Stated goal 1: Gather every line of the records that contains the word "dark" and copy each one out.

*** Source document ***

August 22, 2003

On the Vulnerability of Power and Technology

In Unorthodox Thoughts about Asymmetric Warfare, published in the current edition of PARAMETERS, the US Army War College Quarterly, Montgomery Meigs writes this eerily prescient passage:

Technology plays a critical role in this new equation. Strategically, from financial markets to transportation systems to electric power grids, standards of living worldwide depend fundamentally on integrated technical systems that are susceptible to idiosyncratic threats. The operational structures upon which campaigns depend have similar attributes. These systems may have internal safeguards against failure in normal operations, but they do not have an ability to avoid catastrophic failure when they are interrupted or attacked in an unexpected, unanticipated, and peculiar way that generates cascading or accelerating effects.

*** Records shown ***

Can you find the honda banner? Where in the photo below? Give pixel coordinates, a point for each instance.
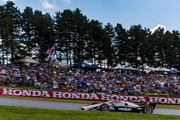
(84, 96)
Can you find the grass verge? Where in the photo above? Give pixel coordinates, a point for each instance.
(23, 113)
(74, 101)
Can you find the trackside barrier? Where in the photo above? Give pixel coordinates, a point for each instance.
(84, 96)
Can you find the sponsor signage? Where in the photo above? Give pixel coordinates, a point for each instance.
(84, 96)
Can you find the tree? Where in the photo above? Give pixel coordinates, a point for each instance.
(120, 44)
(11, 39)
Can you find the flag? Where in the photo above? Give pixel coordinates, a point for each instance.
(48, 51)
(37, 48)
(53, 48)
(52, 57)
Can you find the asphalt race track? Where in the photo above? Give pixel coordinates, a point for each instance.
(64, 106)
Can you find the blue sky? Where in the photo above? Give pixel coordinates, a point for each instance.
(148, 13)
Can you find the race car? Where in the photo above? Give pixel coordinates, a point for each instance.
(123, 106)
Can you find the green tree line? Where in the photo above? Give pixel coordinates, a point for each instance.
(79, 39)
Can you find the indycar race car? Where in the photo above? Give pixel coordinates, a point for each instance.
(123, 106)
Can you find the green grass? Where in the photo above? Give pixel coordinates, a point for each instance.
(23, 113)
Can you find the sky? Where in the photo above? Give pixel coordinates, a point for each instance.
(147, 13)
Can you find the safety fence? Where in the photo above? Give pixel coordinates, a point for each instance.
(85, 96)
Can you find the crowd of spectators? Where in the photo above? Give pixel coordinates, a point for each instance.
(78, 80)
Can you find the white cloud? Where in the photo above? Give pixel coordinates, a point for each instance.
(46, 4)
(67, 1)
(159, 26)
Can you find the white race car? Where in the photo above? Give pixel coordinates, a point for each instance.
(123, 106)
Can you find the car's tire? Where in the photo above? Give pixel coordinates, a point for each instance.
(94, 103)
(104, 107)
(148, 110)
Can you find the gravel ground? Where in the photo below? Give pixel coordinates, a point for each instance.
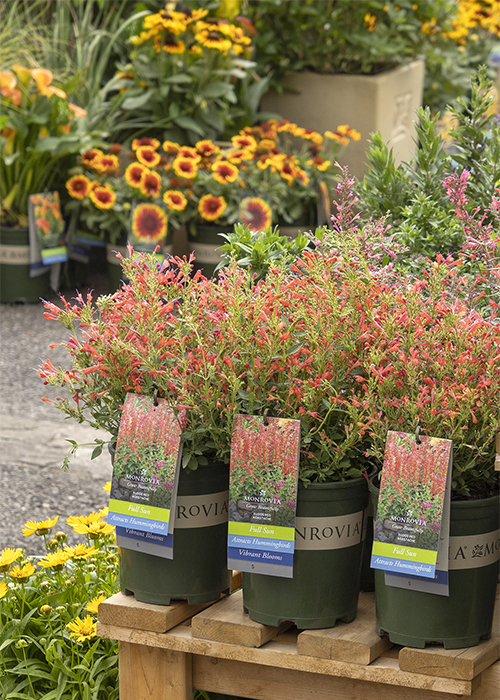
(32, 432)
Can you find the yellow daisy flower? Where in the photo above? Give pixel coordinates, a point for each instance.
(54, 560)
(43, 527)
(8, 557)
(83, 630)
(21, 573)
(80, 551)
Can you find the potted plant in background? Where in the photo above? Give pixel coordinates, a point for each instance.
(362, 63)
(188, 77)
(273, 172)
(39, 127)
(154, 337)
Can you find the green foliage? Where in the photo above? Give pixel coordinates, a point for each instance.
(40, 609)
(412, 195)
(258, 250)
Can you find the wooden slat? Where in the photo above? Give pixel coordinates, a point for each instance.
(356, 642)
(146, 673)
(464, 664)
(383, 670)
(125, 611)
(270, 683)
(226, 622)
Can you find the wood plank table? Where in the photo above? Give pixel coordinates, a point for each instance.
(166, 651)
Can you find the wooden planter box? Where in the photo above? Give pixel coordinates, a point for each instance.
(168, 651)
(385, 102)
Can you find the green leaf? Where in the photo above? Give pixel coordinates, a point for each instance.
(132, 103)
(188, 123)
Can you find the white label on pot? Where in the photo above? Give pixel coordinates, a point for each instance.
(474, 551)
(201, 511)
(335, 532)
(14, 254)
(207, 253)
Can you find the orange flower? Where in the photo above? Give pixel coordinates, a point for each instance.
(175, 200)
(149, 222)
(90, 157)
(150, 184)
(103, 196)
(78, 186)
(224, 172)
(242, 141)
(134, 173)
(147, 156)
(145, 141)
(106, 164)
(206, 148)
(255, 213)
(211, 207)
(185, 167)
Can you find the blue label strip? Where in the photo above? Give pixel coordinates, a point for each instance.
(153, 537)
(262, 556)
(285, 546)
(133, 521)
(402, 566)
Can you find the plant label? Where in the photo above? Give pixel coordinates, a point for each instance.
(412, 523)
(263, 495)
(46, 227)
(146, 472)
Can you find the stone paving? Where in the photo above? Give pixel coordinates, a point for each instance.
(33, 433)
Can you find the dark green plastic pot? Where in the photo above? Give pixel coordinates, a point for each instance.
(198, 572)
(414, 618)
(204, 240)
(326, 565)
(16, 285)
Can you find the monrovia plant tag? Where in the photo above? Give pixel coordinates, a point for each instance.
(413, 507)
(263, 495)
(46, 227)
(146, 470)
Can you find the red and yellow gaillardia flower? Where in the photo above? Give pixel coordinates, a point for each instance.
(244, 141)
(211, 207)
(147, 156)
(134, 173)
(171, 148)
(255, 213)
(206, 148)
(224, 172)
(89, 157)
(145, 141)
(175, 200)
(106, 164)
(78, 186)
(149, 222)
(103, 196)
(185, 167)
(150, 185)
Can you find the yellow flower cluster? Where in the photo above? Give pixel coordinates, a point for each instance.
(178, 32)
(470, 15)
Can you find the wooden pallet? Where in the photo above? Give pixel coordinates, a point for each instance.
(220, 649)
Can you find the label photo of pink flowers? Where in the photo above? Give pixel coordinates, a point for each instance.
(412, 489)
(264, 470)
(147, 453)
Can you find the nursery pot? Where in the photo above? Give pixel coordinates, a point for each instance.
(462, 619)
(16, 285)
(329, 534)
(198, 572)
(204, 240)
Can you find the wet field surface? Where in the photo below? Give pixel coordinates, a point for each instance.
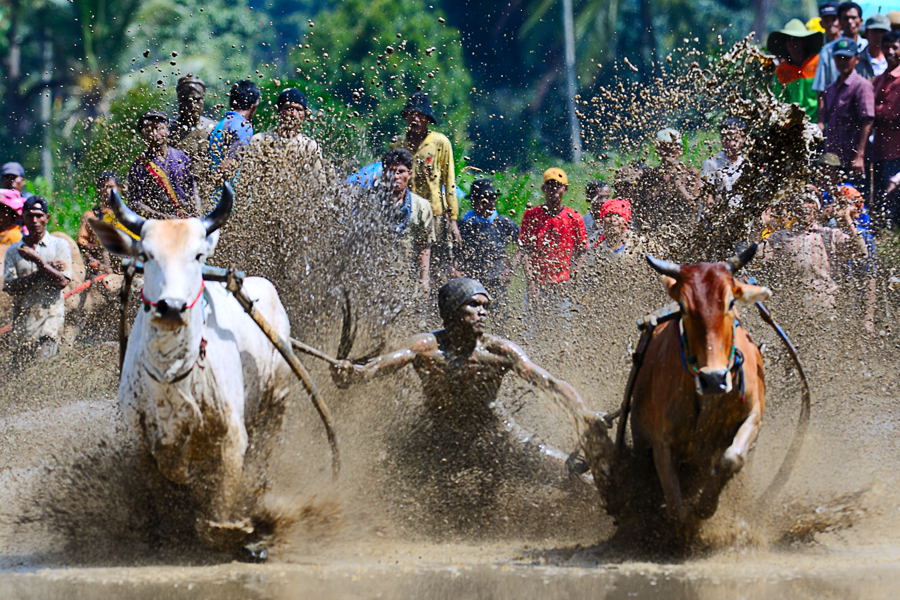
(873, 575)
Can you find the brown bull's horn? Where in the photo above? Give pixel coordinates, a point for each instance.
(741, 258)
(221, 212)
(664, 267)
(127, 217)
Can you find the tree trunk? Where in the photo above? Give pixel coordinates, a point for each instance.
(761, 9)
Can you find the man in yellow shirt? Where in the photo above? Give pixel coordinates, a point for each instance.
(433, 178)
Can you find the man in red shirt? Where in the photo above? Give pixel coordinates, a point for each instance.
(886, 143)
(551, 236)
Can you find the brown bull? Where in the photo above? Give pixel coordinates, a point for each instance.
(700, 396)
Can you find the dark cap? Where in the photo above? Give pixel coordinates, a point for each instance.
(483, 188)
(419, 103)
(456, 293)
(292, 96)
(828, 9)
(845, 47)
(12, 168)
(189, 81)
(152, 115)
(35, 204)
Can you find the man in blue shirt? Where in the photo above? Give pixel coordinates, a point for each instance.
(232, 134)
(485, 237)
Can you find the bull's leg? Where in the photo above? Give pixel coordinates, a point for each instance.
(736, 454)
(668, 479)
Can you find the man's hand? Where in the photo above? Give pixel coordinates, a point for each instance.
(454, 231)
(342, 373)
(30, 254)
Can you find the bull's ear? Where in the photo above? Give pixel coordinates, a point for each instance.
(113, 239)
(669, 284)
(749, 294)
(212, 240)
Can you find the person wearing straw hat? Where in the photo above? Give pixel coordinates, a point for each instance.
(798, 50)
(433, 177)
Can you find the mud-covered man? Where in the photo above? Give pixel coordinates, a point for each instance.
(463, 448)
(35, 271)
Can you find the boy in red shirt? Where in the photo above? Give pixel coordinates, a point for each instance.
(551, 236)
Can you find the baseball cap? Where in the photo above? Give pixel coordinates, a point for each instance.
(292, 96)
(483, 188)
(152, 115)
(878, 22)
(668, 135)
(618, 206)
(828, 9)
(845, 47)
(35, 204)
(13, 199)
(12, 168)
(556, 174)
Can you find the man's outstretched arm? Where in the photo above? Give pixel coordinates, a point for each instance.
(345, 373)
(562, 391)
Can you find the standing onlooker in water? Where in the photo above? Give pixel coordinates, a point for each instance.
(886, 143)
(190, 132)
(798, 49)
(433, 177)
(616, 218)
(160, 183)
(232, 133)
(850, 17)
(12, 177)
(722, 171)
(408, 214)
(848, 109)
(829, 21)
(597, 193)
(35, 271)
(552, 236)
(285, 152)
(485, 237)
(10, 214)
(670, 192)
(871, 60)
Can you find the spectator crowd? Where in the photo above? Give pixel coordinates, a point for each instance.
(841, 69)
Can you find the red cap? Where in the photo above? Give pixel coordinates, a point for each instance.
(618, 206)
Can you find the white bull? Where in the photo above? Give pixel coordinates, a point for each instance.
(200, 383)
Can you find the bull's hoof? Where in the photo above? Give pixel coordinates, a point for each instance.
(732, 461)
(576, 465)
(253, 554)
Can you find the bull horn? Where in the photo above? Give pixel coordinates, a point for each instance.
(741, 258)
(127, 217)
(221, 212)
(664, 267)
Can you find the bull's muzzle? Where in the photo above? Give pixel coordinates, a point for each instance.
(713, 381)
(171, 310)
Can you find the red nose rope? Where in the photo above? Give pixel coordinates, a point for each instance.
(149, 303)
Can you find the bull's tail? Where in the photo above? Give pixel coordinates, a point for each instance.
(790, 460)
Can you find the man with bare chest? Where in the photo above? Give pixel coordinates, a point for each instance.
(461, 450)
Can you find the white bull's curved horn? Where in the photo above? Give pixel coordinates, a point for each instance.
(219, 215)
(127, 217)
(741, 258)
(664, 267)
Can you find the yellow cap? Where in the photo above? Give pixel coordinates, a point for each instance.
(556, 174)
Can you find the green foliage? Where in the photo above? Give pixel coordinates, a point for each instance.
(217, 40)
(372, 54)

***

Stated goal 2: Continue the piece on the vulnerability of power and technology from the point where it stops.

Task response 1:
Can you find the dark green plastic pot? Where in the photo above? Give pixel coordinates, a point for each instance.
Can you find the dark cap? Where in the photo above? Give pixel coordinates, a point for each instance.

Task response 2:
The Northeast blackout of 9 November 1965 provides a useful example. At 5:16 p.m. on that day, an overcurrent relay on a transmission line from the Beck power plant outside of Toronto tripped and shut down one of six lines carrying power from that plant into the Canadian power grid that served Ontario. In 2.5 seconds -- to protect Beck’s generators from overload -- shutdowns rippled through the Canadian system, closing off the five other lines from the plant. The transmission systems in Ontario were linked to systems in New York. When the demand from Ontario went off-line, Beck’s output surged into the power grid in New York, almost doubling throughput. The overload began to surge through the US grid, threatening generation plants all over the Northeast. To protect their own generators, private utilities took their systems off-line, forcing the large public utilities to follow suit. In a total of four seconds, the Northeast went completely dark.4 The blackout represents the potential for catastrophic failure of technologically intensive systems with high degrees of interdependence. If one can find a weakness through which safety factors can be overloaded or bypassed, then manipulate the system in a self-destructive, eccentric manner, he can cause imploding, catastrophic failure.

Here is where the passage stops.